▶ INFORMATION PROVIDED
:::
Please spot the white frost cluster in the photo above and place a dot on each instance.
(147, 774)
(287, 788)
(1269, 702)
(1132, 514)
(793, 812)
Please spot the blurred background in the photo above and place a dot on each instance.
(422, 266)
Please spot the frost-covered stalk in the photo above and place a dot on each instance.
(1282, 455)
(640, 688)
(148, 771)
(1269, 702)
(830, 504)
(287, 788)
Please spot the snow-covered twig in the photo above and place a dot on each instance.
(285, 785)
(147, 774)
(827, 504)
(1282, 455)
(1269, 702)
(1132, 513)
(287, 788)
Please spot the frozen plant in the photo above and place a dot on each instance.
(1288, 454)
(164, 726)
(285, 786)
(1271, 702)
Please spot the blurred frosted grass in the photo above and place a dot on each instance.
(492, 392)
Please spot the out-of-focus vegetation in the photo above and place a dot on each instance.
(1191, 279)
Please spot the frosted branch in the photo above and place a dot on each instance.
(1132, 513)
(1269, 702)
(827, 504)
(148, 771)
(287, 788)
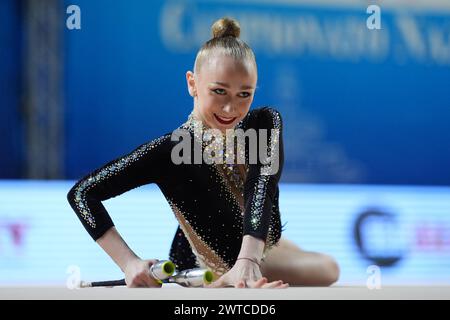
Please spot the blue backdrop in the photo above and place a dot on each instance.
(359, 105)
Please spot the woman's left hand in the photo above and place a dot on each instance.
(245, 274)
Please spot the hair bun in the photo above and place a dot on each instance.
(226, 27)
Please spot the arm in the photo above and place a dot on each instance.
(143, 165)
(259, 194)
(134, 268)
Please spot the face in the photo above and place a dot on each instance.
(223, 91)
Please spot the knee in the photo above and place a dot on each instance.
(331, 270)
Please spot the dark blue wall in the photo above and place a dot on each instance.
(11, 143)
(359, 106)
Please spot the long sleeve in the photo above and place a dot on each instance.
(146, 164)
(261, 186)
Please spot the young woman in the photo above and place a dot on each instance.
(228, 214)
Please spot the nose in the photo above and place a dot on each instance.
(228, 108)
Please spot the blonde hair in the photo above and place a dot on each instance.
(225, 40)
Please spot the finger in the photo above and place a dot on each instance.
(240, 284)
(147, 280)
(216, 284)
(258, 283)
(274, 284)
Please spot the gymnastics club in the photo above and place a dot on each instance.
(159, 271)
(187, 278)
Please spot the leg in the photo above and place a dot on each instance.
(289, 263)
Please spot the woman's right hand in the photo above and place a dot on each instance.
(137, 274)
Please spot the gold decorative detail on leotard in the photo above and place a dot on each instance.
(206, 256)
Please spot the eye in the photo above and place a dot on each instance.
(244, 94)
(219, 91)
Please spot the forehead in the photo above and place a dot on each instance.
(222, 68)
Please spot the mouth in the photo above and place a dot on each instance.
(223, 120)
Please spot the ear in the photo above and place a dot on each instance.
(190, 79)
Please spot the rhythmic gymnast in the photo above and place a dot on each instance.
(228, 212)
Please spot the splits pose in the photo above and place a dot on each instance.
(228, 213)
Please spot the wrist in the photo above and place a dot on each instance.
(251, 260)
(252, 248)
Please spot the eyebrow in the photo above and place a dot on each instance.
(244, 87)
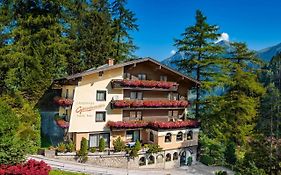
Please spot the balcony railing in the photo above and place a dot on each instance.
(153, 125)
(128, 104)
(144, 85)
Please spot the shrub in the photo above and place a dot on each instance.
(153, 148)
(207, 160)
(61, 147)
(70, 146)
(137, 145)
(92, 150)
(31, 167)
(101, 145)
(119, 145)
(83, 152)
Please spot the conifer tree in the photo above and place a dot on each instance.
(202, 56)
(124, 22)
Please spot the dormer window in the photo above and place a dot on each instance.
(163, 78)
(142, 76)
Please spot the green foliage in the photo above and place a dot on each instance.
(153, 148)
(93, 150)
(101, 145)
(12, 148)
(138, 145)
(61, 147)
(83, 152)
(212, 151)
(119, 145)
(230, 156)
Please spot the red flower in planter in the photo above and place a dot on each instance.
(121, 103)
(63, 124)
(63, 101)
(127, 124)
(137, 103)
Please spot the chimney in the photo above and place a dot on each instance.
(110, 61)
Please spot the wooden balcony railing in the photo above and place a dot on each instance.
(129, 104)
(144, 85)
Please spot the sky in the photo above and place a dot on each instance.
(256, 22)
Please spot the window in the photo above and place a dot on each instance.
(94, 139)
(159, 158)
(175, 156)
(101, 96)
(132, 135)
(151, 136)
(168, 157)
(173, 96)
(151, 160)
(168, 137)
(100, 116)
(180, 136)
(142, 161)
(136, 95)
(142, 76)
(189, 135)
(135, 115)
(163, 78)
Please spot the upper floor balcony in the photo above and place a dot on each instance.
(144, 85)
(147, 104)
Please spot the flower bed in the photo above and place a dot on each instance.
(31, 167)
(154, 124)
(63, 101)
(148, 103)
(146, 84)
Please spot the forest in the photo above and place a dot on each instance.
(41, 40)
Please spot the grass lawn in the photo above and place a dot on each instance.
(59, 172)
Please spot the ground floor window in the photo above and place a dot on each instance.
(94, 139)
(132, 135)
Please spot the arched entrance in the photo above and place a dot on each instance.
(184, 157)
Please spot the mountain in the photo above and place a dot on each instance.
(267, 53)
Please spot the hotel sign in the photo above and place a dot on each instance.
(84, 109)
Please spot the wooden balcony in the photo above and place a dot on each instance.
(149, 104)
(149, 85)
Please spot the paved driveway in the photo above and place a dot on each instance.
(197, 169)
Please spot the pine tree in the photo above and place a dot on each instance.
(202, 56)
(124, 22)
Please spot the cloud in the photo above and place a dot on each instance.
(224, 37)
(173, 52)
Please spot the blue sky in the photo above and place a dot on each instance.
(256, 22)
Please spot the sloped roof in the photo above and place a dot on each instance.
(106, 67)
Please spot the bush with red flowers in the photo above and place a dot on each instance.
(149, 103)
(31, 167)
(127, 124)
(147, 84)
(172, 125)
(63, 101)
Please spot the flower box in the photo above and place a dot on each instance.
(63, 101)
(148, 103)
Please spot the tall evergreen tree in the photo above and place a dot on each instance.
(202, 56)
(124, 22)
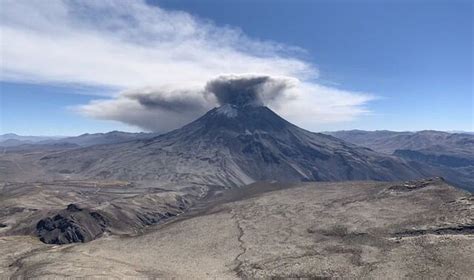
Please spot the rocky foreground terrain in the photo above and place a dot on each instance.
(344, 230)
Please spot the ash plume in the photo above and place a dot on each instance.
(247, 90)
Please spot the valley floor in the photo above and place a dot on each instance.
(347, 230)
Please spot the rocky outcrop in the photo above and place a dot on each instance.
(71, 225)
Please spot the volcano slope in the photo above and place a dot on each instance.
(232, 145)
(345, 230)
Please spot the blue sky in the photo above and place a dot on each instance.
(400, 65)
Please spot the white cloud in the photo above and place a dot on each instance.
(130, 45)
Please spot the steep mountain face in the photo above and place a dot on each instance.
(231, 145)
(389, 141)
(450, 155)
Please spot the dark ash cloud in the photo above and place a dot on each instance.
(173, 101)
(161, 109)
(245, 90)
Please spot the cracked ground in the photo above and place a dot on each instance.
(350, 230)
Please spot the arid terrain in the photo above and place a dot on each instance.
(346, 230)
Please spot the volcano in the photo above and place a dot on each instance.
(232, 145)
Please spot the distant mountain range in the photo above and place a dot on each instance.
:::
▶ WHAT IS EXPECTED
Images are not wanted in the copy. Please print the material above exactly.

▶ COMPLETED TASK
Please spot the white frost cluster in the photo above and place a dot on each instance.
(147, 774)
(287, 788)
(1269, 702)
(1132, 514)
(793, 812)
Please spot the blurred background in the photo above and place a dot on each instance.
(422, 266)
Please spot the frost-covered stalk in the photo above and place a dot on each instance.
(1282, 455)
(640, 688)
(148, 771)
(1269, 702)
(830, 504)
(287, 788)
Please spot the snow-covered twig in the photo above and place a dot on each instance.
(285, 785)
(147, 774)
(827, 504)
(1282, 455)
(1269, 702)
(1132, 513)
(287, 788)
Please spot the frozen plant in the photo above and place a dot on each instance.
(1288, 454)
(164, 726)
(285, 786)
(1271, 702)
Please spot the blurred frosted grass in the photo above and place a dot on each instance.
(492, 392)
Please spot the out-of-focus vegetation in the photo above and place a dot on each instance.
(1191, 279)
Please spot the frosted branch in the photo above and place a dot on each instance.
(1132, 513)
(1269, 702)
(827, 504)
(148, 771)
(287, 788)
Please spot the blue backdrop in the photo above and place a dot on each instance.
(359, 105)
Please spot the woman's left hand in the photo above and place a dot on each instance.
(245, 274)
Please spot the hair bun in the photo above and place a dot on each instance.
(226, 27)
Please spot the arm in the photo above and place a dot on each instance.
(143, 165)
(259, 194)
(134, 268)
Please spot the face in the photo above and place a dot on each instance.
(223, 91)
Please spot the knee in the photo above and place a dot on each instance.
(331, 270)
Please spot the dark blue wall in the photo above and place a dot on each instance.
(11, 143)
(359, 106)
Please spot the long sleeve in the photo above and place a dot on each instance.
(146, 164)
(261, 186)
Please spot the young woman in the photo above and place a dot on each instance.
(228, 214)
Please spot the nose in the photo above and place a dot on each instance.
(228, 108)
Please spot the blonde hair in the photo above and place a dot on each instance.
(225, 40)
Please spot the finger in the photo above and place a dot on each instance.
(240, 284)
(147, 280)
(216, 284)
(258, 283)
(274, 284)
Please spot the gymnastics club in the photo above and place a dot on each instance.
(159, 271)
(187, 278)
Please spot the leg in the photo above and place a dot on each instance.
(289, 263)
Please spot the woman's right hand in the photo above and place a dot on each instance.
(137, 274)
Please spot the gold decorative detail on leotard in the photo above and place a dot on each instance.
(206, 256)
Please spot the eye in the photo above and place a dot on each instance.
(244, 94)
(219, 91)
Please spot the forehead in the photo above and place a dot on each instance.
(222, 68)
Please spot the mouth in the photo above and place a dot on each instance.
(223, 120)
Please spot the ear in the photo above and place a dot on each instance.
(190, 79)
Please spot the rhythmic gymnast in the photo above and place a dot on each instance.
(228, 212)
Please spot the splits pose in the photo above and place a dot on each instance.
(228, 213)
Please spot the wrist in the photo above and place a dot on each instance.
(251, 260)
(252, 248)
Please spot the eyebrow in the photo above and place a dot on each instance.
(244, 87)
Please spot the balcony railing in the photo above and place a dot on each instance.
(153, 125)
(128, 104)
(144, 85)
Please spot the shrub in the photo above and place a dot on each instance.
(153, 148)
(207, 160)
(61, 147)
(70, 146)
(137, 145)
(92, 150)
(31, 167)
(101, 145)
(119, 145)
(83, 152)
Please spot the conifer tree in the photo above and place a dot on each instance.
(202, 56)
(124, 22)
Please spot the dormer window in the photo above and place a dot on each instance.
(163, 78)
(142, 76)
Please spot the green foliage in the photo above and place a dot on each instance.
(153, 148)
(93, 150)
(101, 145)
(12, 148)
(138, 145)
(61, 147)
(83, 152)
(212, 151)
(119, 145)
(230, 156)
Please spot the red flower in planter in the photo above and place a dot on each instance.
(121, 103)
(63, 124)
(63, 101)
(127, 124)
(137, 103)
Please spot the chimney in the photo above and place a dot on each instance.
(110, 61)
Please spot the wooden balcony railing in the photo above and place a dot on each instance.
(129, 104)
(144, 85)
Please spot the sky in the photo above and place a dot on each instance.
(256, 22)
Please spot the window in the photo above and place a dot on each instance.
(94, 139)
(159, 158)
(175, 156)
(101, 96)
(132, 135)
(151, 136)
(168, 157)
(173, 96)
(151, 160)
(168, 137)
(100, 116)
(180, 136)
(142, 161)
(136, 95)
(142, 76)
(189, 135)
(135, 115)
(163, 78)
Please spot the upper floor balcony in the photo above and place a dot on each instance.
(144, 85)
(147, 104)
Please spot the flower bed in the photo above and place a dot on each instance.
(31, 167)
(154, 124)
(63, 101)
(148, 103)
(146, 84)
Please spot the forest in the photo above and place a dot on each instance.
(41, 40)
Please spot the grass lawn in the photo above and place a dot on each instance.
(59, 172)
Please spot the ground floor window in the photo above and place a dot on each instance.
(94, 139)
(132, 135)
Please spot the arched entrance in the photo above and place a dot on each instance.
(184, 157)
Please spot the mountain in the photo above and place a dot on each instance.
(267, 53)
Please spot the hotel sign in the photo above and place a dot on each instance.
(84, 109)
Please spot the wooden balcony in the photo above and place a dot on each instance.
(149, 104)
(149, 85)
Please spot the paved driveway in the photo above and place a dot on each instance.
(197, 169)
Please spot the pine tree in the photo above and place a dot on each instance.
(202, 56)
(124, 22)
Please spot the cloud in the photo above and place a dot on each instance.
(224, 37)
(173, 52)
Please spot the blue sky in the photo above and place a dot on each instance.
(256, 22)
Please spot the sloped roof in the photo above and place a dot on each instance.
(106, 67)
Please spot the bush with red flowers in the photo above and place a dot on each instance.
(149, 103)
(31, 167)
(127, 124)
(147, 84)
(172, 125)
(63, 101)
Please spot the flower box in the photo above and place a dot on each instance.
(63, 101)
(148, 103)
Please spot the tall evergreen tree in the photo above and place a dot on each instance.
(202, 56)
(124, 22)
Please spot the rocky foreground terrain in the photo above and place a dot on each instance.
(344, 230)
Please spot the ash plume in the photo above and place a dot on each instance.
(247, 90)
Please spot the valley floor in the photo above and place a dot on each instance.
(347, 230)
Please spot the rocky outcrop in the photo above and place a dot on each instance.
(71, 225)
Please spot the volcano slope in the photo above and place a dot on each instance.
(232, 145)
(345, 230)
Please spot the blue sky in the photo above and place a dot on each instance.
(400, 65)
Please spot the white cloud in the photo above and place a dot on each instance.
(130, 45)
Please spot the steep mountain face in the photo above and place a dot on each instance.
(231, 145)
(389, 141)
(450, 155)
Please spot the dark ash cloud in the photo above and place a dot on each instance.
(173, 101)
(161, 109)
(245, 90)
Please spot the cracked ground in the photo above and place a dot on each instance.
(350, 230)
Please spot the arid terrain in the photo above and place a dot on each instance.
(346, 230)
Please spot the volcano in the photo above and place a dot on each instance.
(232, 145)
Please spot the distant mountain range in the photo above and place a dot on each instance.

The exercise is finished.